---- Data for processing
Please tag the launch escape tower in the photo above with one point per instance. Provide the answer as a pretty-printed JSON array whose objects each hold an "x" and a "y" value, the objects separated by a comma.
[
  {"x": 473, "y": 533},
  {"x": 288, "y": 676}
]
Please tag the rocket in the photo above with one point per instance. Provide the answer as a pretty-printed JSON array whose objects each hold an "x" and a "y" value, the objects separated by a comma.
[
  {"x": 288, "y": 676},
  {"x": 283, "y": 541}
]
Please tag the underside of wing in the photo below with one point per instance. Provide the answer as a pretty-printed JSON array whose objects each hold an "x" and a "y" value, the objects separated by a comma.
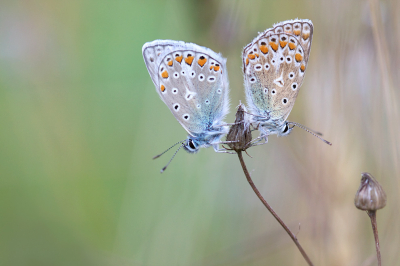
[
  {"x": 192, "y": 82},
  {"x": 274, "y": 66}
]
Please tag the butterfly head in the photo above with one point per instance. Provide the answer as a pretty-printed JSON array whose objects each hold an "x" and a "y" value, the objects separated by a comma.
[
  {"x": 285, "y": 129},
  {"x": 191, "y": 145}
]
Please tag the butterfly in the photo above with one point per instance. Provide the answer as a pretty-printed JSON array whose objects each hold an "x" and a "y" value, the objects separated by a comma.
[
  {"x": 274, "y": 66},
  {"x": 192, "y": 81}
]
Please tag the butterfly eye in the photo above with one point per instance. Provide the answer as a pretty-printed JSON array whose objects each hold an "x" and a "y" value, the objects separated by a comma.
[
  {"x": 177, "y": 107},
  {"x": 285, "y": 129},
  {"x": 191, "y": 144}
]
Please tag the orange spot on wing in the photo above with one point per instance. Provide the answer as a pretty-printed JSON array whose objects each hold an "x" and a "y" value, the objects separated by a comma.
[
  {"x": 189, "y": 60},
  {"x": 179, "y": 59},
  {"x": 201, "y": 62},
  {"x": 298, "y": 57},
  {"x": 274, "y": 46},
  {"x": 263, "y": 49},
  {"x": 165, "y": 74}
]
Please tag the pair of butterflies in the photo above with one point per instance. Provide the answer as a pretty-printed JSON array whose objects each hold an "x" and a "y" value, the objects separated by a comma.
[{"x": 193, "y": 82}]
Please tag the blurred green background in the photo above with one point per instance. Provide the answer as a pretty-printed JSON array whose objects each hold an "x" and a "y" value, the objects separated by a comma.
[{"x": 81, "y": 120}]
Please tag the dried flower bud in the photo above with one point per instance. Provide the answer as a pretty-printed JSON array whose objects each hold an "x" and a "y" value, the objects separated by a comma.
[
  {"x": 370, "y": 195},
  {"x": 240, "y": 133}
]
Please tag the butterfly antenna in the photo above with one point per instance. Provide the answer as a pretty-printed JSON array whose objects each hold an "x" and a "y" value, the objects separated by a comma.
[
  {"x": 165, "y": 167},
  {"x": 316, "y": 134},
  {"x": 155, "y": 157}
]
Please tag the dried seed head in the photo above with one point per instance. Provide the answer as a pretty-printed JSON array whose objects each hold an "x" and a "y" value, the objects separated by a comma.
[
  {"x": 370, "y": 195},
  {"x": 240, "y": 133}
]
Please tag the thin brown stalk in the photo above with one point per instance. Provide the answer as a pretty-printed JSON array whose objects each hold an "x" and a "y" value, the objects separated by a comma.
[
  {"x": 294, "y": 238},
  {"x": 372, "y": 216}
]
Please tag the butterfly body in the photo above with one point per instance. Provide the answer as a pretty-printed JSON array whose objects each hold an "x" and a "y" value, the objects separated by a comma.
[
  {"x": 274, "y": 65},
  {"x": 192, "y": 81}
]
--------
● **What the exercise asks**: The line containing "Please tag the butterfly antenna" and all lines after it, through the last line of the data, should be retyped exactly.

● **Task solution**:
Please tag the butterfly antenna in the photo above with one point per instance. Provide the answer as a pretty-printed JSON array whose objects each hold an "x" and a "y" value, the objects separated by a comma.
[
  {"x": 165, "y": 167},
  {"x": 316, "y": 134},
  {"x": 155, "y": 157}
]
Please tag the dried seed head in the photo above with one point per instance. Provide the answer as a pretty-printed JSON array whose objects each hold an "x" and a "y" value, the objects separated by a comma.
[
  {"x": 370, "y": 195},
  {"x": 240, "y": 133}
]
Please tag the thin brown stalk in the photo above with one point per instance. Provide the answer as a pretty-printed JSON array whose objects each hold an "x" and a "y" value, the objects separated by a comma.
[
  {"x": 294, "y": 238},
  {"x": 372, "y": 216}
]
Please tag the butterfly body in the photo above with one point per instance. Provide the answer as a pretty-printed JSON array whose objects each hold an "x" and a "y" value, the objects separated by a comma.
[
  {"x": 274, "y": 65},
  {"x": 192, "y": 81}
]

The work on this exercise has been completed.